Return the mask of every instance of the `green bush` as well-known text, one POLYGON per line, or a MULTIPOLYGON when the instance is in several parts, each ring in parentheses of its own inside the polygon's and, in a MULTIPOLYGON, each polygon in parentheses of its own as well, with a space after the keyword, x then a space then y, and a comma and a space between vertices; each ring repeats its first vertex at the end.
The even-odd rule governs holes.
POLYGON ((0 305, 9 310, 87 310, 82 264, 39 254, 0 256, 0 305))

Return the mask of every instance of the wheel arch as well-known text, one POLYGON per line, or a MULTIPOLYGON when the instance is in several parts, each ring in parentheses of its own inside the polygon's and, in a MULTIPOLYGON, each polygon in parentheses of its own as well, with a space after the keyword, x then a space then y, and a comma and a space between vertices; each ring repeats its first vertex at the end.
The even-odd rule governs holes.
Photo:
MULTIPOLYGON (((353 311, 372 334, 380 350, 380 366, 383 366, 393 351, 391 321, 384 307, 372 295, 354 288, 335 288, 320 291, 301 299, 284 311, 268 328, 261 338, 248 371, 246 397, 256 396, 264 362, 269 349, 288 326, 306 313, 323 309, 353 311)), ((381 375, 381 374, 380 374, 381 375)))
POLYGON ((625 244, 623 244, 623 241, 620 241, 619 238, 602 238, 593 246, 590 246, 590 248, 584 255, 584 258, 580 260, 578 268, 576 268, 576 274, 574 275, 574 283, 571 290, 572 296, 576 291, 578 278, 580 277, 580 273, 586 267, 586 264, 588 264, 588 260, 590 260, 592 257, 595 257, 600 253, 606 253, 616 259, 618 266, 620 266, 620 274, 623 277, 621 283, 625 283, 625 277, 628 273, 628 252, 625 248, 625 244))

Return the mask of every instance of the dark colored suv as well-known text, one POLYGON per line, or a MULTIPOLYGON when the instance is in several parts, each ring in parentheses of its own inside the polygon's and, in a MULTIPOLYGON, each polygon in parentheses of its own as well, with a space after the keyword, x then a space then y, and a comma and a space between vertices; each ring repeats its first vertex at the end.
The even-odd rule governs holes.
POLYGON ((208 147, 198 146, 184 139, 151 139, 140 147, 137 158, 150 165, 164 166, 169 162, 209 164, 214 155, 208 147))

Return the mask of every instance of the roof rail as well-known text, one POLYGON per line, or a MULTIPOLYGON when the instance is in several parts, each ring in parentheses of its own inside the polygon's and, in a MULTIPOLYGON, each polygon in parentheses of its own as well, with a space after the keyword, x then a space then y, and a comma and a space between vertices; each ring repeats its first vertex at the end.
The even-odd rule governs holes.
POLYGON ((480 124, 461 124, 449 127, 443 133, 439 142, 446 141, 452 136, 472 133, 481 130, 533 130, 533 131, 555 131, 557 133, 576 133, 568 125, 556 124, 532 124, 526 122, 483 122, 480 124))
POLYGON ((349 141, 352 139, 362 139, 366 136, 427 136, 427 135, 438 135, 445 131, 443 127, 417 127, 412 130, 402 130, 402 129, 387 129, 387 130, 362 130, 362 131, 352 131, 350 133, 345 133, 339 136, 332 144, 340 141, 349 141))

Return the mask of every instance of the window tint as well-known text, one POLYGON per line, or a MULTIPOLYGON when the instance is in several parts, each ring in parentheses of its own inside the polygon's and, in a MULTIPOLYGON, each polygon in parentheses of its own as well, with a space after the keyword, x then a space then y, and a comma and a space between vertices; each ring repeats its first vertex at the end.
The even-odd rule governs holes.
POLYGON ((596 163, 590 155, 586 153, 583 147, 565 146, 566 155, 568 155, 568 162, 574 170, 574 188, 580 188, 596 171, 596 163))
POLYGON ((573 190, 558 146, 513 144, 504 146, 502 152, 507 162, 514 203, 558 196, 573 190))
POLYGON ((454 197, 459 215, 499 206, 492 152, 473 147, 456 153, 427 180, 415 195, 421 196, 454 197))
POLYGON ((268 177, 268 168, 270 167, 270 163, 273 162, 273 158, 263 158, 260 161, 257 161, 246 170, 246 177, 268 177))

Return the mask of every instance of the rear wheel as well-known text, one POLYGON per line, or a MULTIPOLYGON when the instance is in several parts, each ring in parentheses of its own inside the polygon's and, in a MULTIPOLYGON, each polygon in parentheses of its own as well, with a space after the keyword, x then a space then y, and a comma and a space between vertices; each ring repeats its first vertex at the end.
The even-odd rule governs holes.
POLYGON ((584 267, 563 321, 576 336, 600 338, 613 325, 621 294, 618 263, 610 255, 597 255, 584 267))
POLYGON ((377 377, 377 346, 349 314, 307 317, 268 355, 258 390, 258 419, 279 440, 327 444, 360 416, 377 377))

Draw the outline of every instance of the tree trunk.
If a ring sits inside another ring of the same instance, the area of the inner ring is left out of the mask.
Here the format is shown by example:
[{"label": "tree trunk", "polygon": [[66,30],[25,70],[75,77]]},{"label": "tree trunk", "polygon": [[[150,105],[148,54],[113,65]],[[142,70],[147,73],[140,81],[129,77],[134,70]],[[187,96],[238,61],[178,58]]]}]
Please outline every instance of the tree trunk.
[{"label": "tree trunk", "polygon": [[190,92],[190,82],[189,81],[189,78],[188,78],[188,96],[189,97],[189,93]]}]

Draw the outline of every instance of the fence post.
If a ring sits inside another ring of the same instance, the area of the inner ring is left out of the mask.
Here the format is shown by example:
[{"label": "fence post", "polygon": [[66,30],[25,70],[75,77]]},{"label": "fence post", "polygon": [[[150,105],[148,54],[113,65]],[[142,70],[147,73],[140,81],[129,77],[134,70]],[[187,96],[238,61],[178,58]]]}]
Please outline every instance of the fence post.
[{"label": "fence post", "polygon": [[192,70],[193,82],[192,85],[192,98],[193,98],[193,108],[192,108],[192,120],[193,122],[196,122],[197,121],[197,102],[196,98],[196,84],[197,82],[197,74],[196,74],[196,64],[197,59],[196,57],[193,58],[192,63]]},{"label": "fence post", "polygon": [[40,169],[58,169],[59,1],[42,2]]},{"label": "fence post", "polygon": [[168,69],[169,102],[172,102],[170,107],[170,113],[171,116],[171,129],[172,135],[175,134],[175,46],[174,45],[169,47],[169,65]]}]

################

Please copy out the rows verbatim, from the very first one through the line containing "POLYGON ((625 244, 623", including that line.

Task output:
Return the mask of every instance of the `green bush` as well-known text, one POLYGON per line, or a MULTIPOLYGON when the instance is in several parts, each ring in parentheses of its own inside the polygon's and, in a MULTIPOLYGON, each polygon in parentheses of its own as well, with a space after the keyword, x then a space then y, and a comma and a space between vertices; each ring repeats its first vertex at the end.
The even-odd rule governs holes.
POLYGON ((0 305, 9 310, 87 310, 82 264, 39 254, 0 256, 0 305))

Return the mask of every instance of the wheel arch as well-known text, one POLYGON per line, or a MULTIPOLYGON when the instance is in several parts, each ring in parentheses of its own inside the polygon's and, in a MULTIPOLYGON, each polygon in parentheses of its own as well, with a space after the keyword, x then a space then y, and a comma and a space between vertices; each ring repeats its first vertex at the end.
The even-odd rule governs holes.
Photo:
MULTIPOLYGON (((353 311, 372 334, 380 350, 380 366, 383 366, 393 351, 391 321, 384 307, 372 295, 354 288, 335 288, 320 291, 301 299, 284 311, 268 328, 261 338, 248 371, 246 397, 256 396, 264 362, 269 349, 288 326, 306 313, 323 309, 353 311)), ((381 375, 381 374, 380 374, 381 375)))
POLYGON ((625 244, 623 244, 623 241, 620 241, 619 238, 602 238, 593 246, 590 246, 590 248, 584 255, 584 258, 580 260, 578 268, 576 268, 576 274, 574 275, 574 283, 571 290, 572 296, 576 291, 578 278, 580 277, 580 273, 586 267, 586 264, 588 264, 588 260, 590 260, 592 257, 595 257, 600 253, 606 253, 616 259, 618 266, 620 266, 620 274, 623 277, 621 283, 625 283, 625 277, 628 273, 628 252, 625 248, 625 244))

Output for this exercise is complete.